* Compito da svolgere *
Riporta tutte le righe seguenti tali e quali, senza alcuna modifica.

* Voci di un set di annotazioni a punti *

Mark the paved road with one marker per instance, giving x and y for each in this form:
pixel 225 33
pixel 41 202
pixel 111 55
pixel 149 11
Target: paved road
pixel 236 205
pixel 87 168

* Output completo *
Mark the paved road with one marker per instance, giving x and y for each in this form:
pixel 225 33
pixel 41 202
pixel 111 55
pixel 149 11
Target: paved road
pixel 236 205
pixel 87 168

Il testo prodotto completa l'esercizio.